Ce qui est demandé:
A: Répondez brièvement à ces questions sur l'entretien avec Daniel Cohn-Bendit :
(i) Quels mythes de la société française sont cités dans sa première réponse ?
(ii) De quelle ville dit-il être adjoint au maire ?
(iii) Quelles activités dit-il avoir exercées après 68, avant d'adhérer aux Verts ?
B: Poursuivez l'entretien avec Daniel Cohn-Bendit à la suite de la dernière question posée.

Daniel Cohn-Bendit : Le départ de la campagne était plus lié à un fantasme qu’au réel. Un fantasme de tout le monde – de moi y compris –, c’est-à-dire ancré autant dans l’histoire que dans la réalité d’aujourd’hui. Les médias, les individus ont réagi avec l’affect de la France à sa propre histoire, ils ont réagi à 68, à mon image d’alors. Cette société vit avec des mythes, la Résistance, la guerre d’Algérie, Mai 68… Aujourd’hui, je ne suis pas quelqu’un qui tente de s’imposer avec la provocation, la phrase, le mot, mais qui a une expérience politique et qui veut débattre d’un grand projet politique : une certaine idée de l’Europe. N’empêche, il y a eu La Hague, les chasseurs, Chevènement… Des événements venus brouiller mon image. Et les gens se sont dit : « Il est fidèle à son histoire, il provoque, il trouble. » Nous, on ne veut pas un revival « Cohn-Bendit 68 », mais un discours sur l’Europe.

Libération : Vous-même ne détestiez pas jouer « Cohn-Bendit le retour » ?

Daniel Cohn-Bendit : Oui, mais ce n’est pas simplement un retour en France, c’est un retour comme acteur politique. Sûrement, dans mon for intérieur, il y avait la volonté de dire : « Je n’ai pas changé », peut-être même le défi d’affirmer : « Je suis le seul à ne pas avoir changé. » Mais ça, c’est plus inconscient que stratégique. D’ailleurs, le résultat est là : c’est le contraire de ce que je suis qui apparaît. Car j’ai changé politiquement, ma manière d’être adjoint au maire de Francfort ou député européen, ce n’est pas la manière dont je faisais de la politique en 68. Je vois bien qu’une partie de mes concurrents a vu l’opportunité : « Et si on arrivait à l’enfermer dans 68 ? » Mais, moi, j’ai un rapport très clair avec mon histoire, ce qui n’est pas le cas de tout le monde. La mienne est double. Après 68, je suis devenu « spontanéisto-révolutionnaire », j’ai vécu dans un contre-milieu, j’ai été éducateur dans un jardin d’enfants, libraire…, et j’ai adhéré aux Verts. Maintenant, j’assume un réformisme écologique et social, corrigé par ma spontanéité. Mais, quoi que je fasse, j’interpelle par l’Histoire. Maintenant que je l’ai compris, il faut que j’arrive à solder positivement 68. Et dire qu’aujourd’hui, c’est autre chose.

Libération : Avez-vous des regrets ?

Informations fournies:
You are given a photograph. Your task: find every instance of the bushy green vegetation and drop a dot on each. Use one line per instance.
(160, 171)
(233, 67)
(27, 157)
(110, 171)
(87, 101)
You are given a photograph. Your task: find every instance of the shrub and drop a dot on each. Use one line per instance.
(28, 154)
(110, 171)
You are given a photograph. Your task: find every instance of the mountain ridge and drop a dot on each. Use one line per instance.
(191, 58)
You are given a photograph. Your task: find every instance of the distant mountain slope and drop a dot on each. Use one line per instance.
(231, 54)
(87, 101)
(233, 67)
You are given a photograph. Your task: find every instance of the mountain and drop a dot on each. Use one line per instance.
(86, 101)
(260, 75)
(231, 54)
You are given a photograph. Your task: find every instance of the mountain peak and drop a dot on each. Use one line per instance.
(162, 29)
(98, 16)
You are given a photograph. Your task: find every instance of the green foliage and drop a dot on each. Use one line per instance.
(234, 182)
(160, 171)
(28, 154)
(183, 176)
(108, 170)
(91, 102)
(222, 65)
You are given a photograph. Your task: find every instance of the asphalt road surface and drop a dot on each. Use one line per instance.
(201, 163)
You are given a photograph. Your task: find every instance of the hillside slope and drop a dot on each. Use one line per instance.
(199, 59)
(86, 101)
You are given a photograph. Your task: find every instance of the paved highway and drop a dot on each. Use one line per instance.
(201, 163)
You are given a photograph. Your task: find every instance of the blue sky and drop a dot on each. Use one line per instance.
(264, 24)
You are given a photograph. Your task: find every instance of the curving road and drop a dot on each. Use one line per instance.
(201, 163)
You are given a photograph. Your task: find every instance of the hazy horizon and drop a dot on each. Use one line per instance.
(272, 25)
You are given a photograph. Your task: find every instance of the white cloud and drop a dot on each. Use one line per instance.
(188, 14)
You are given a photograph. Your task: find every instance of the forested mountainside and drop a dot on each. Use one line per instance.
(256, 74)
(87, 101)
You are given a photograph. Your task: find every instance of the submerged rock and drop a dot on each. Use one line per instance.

Réponses attendues:
A:
(i) La Résistance, la guerre d'Algérie et Mai 68.
(ii) Francfort.
(iii) Éducateur dans un jardin d'enfants et libraire.

B:
Daniel Cohn-Bendit : J’ai été surpris par le fait que même quand il y a une agression, elle est toujours mesurée à l’aune de la provocation. Est-ce que c’est une provocation d’aller à La Hague ? Moi, je veux aller là où ça fait mal. Les chasseurs ? J’ai été pris par un psychodrame, auquel s’est ajoutée une manipulation xénophobe de la droite et de l’extrême droite. Puis arrive l’histoire Chevènement, avec des mots très forts. Une partie de l’électorat de la gauche s’est dit : « Sa manière d’être met en péril l’équilibre compliqué de la gauche plurielle. » Mais la seule erreur politique que j’ai commise, ça a été de me laisser aller à cette histoire de concurrence avec le PC. Mon projet, c’est un débat sur l’Europe, et je me suis amusé à qui va gagner, du PC ou des Verts. Ça, c’était inutile. Mais je persiste à penser que le reste était inéluctable. Il était visiblement nécessaire qu’il y ait d’abord un affrontement pour ensuite pouvoir discuter, comme c’est le cas aujourd’hui avec la CGT Énergie ou les chasseurs. Et j’ai sous-estimé la peur des caciques de la politique devant ma volonté de débattre.

Libération : Et renoncer à ce mot « libéral », fort mal vu à gauche ?

Daniel Cohn-Bendit : Ça reste quelque chose qui fait partie de mon identité politique. Chacun sait bien que je me réfère à un libéralisme politique et qu’en économie je veux dire simplement que je n’ai pas de tabous. Libéral s’oppose à totalitaire. Libertaire rime avec émancipation sociale et solidaire contre une idéologie uniquement marchande. Écologie signifie dépasser le productivisme social-démocrate. Il y a un vrai problème de la culture politique française : les espaces y sont restreints et manichéens. On dit libéral et on se retrouve rangé avec Alain Madelin. J’ai une histoire politique de trente ans, et pas seulement en France, il est évident que je confronte l’électorat avec une partie de mon identité politique inspirée aussi par une autre culture politique. Pour une élection européenne, ce n’est pas un défaut.

Libération : On dirait que c’est un handicap…

Daniel Cohn-Bendit : Au début, oui. Mais si l’on cherche là où il n’y a pas de handicap, c’est de I’opportunisme généralisé. Être un candidat européen aujourd’hui, expliquer qu’une telle aventure passe par des hauts et des bas liés aux majorités des différents pays, c’est de toute façon être en porte-à-faux, puisqu’en France, comme en Allemagne, on a tendance à voir les événements en fonction de leur définition nationale.

Libération : Est-il désormais interdit de commenter la liste de Robert Hue ?

Daniel Cohn-Bendit : C’est une liste intelligente et, pour reprendre Alain Krivine, qui témoigne d’un bon carnet d’adresses. Mais Robert Hue dit qu’il veut être le mouvement de l’Europe. C’est là où j’attends sa liste : comment mélanger tant de discours sur l’Europe. Derrière le cou – je serais le dernier à cracher sur un coup –, il y a un vrai débat politique à avoir. Il faut que je rappelle Robert…

Libération : Fort de ces enseignements, que pensez-vous faire ?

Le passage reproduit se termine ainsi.